What to work on —
The line containing "pixel 510 405" marks the start; extract exactly from it through the last line of the entries, and omit any pictures.

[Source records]

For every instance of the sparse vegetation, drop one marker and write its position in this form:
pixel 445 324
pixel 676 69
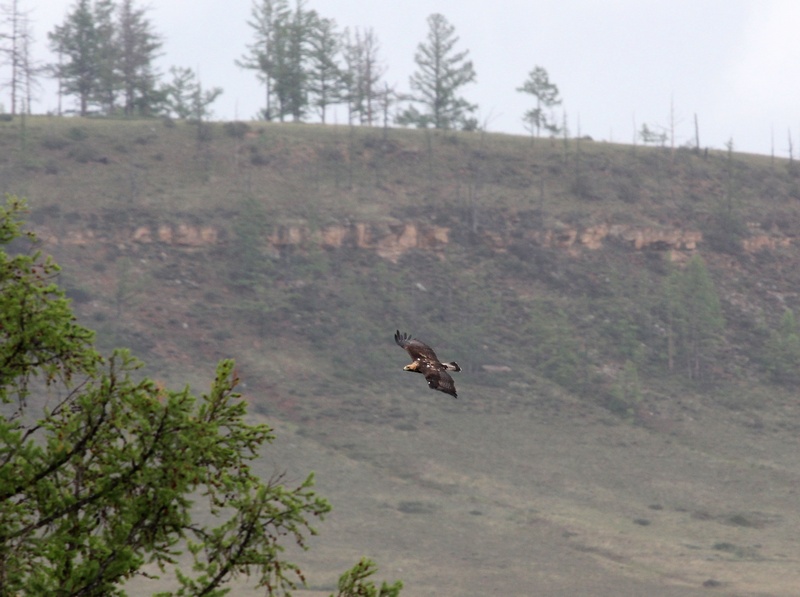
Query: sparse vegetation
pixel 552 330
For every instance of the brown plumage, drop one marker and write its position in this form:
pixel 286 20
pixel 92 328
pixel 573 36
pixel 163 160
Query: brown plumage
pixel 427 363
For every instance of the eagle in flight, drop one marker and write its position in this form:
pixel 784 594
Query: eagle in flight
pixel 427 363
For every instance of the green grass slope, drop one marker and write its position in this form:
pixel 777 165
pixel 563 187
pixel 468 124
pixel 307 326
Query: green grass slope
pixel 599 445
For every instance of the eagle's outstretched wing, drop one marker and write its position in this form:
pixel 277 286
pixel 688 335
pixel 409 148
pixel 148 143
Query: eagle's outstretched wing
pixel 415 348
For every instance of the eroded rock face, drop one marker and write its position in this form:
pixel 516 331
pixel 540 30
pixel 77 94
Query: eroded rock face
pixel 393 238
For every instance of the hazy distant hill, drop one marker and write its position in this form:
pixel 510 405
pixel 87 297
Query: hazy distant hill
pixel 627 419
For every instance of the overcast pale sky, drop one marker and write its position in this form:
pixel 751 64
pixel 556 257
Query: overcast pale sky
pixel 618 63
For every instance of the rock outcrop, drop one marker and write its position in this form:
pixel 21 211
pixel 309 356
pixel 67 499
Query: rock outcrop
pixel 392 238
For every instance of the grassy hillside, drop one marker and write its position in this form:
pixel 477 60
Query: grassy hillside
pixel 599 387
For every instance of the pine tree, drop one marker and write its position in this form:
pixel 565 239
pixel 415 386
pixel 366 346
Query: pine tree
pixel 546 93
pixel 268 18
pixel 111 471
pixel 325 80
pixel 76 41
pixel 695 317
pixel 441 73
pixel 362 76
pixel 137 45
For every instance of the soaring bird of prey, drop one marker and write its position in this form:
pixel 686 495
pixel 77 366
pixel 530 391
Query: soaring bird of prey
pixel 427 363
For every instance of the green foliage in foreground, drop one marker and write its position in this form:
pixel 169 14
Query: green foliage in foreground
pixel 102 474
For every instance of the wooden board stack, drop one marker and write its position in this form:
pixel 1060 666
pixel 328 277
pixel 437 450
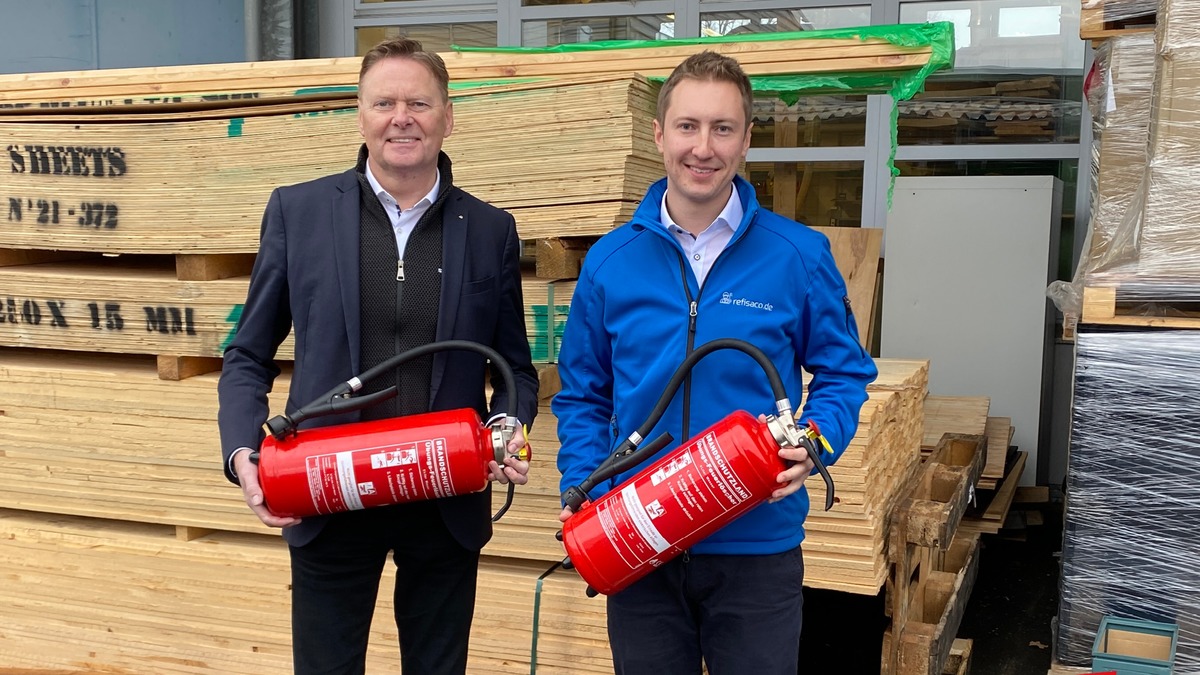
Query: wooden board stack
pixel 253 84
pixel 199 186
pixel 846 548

Expected answer —
pixel 510 405
pixel 87 297
Query: hazy distant hill
pixel 627 419
For every instance of the overcast pale sky, drop one marker and write its position in this form:
pixel 751 64
pixel 556 257
Query: overcast pale sky
pixel 618 63
For every instance of the rock outcrop, drop one marker and write its position in this form:
pixel 21 211
pixel 309 356
pixel 67 499
Query: rock outcrop
pixel 392 238
For every instance of the grassy hillside, drop one marker and write its position in this form:
pixel 477 60
Query: grassy hillside
pixel 599 387
For every instance of the pine tree, drop one marker and write its position in this form:
pixel 565 239
pixel 415 386
pixel 366 346
Query: pine tree
pixel 546 93
pixel 268 18
pixel 111 471
pixel 325 80
pixel 76 41
pixel 695 317
pixel 441 73
pixel 362 76
pixel 137 45
For every instance of the soaring bird of prey, drop one marker and write its position in this form:
pixel 686 495
pixel 77 366
pixel 530 391
Query: soaring bird of prey
pixel 427 363
For every instance of the green foliage in foreground, drop one marker and write its position in this form:
pixel 169 14
Query: green foliage in foreground
pixel 102 474
For every instance of the wooden board stack, drop one marker and write its position in this form:
pixel 1060 666
pixel 328 277
pixel 437 450
Query: wooden board stack
pixel 253 84
pixel 199 186
pixel 846 548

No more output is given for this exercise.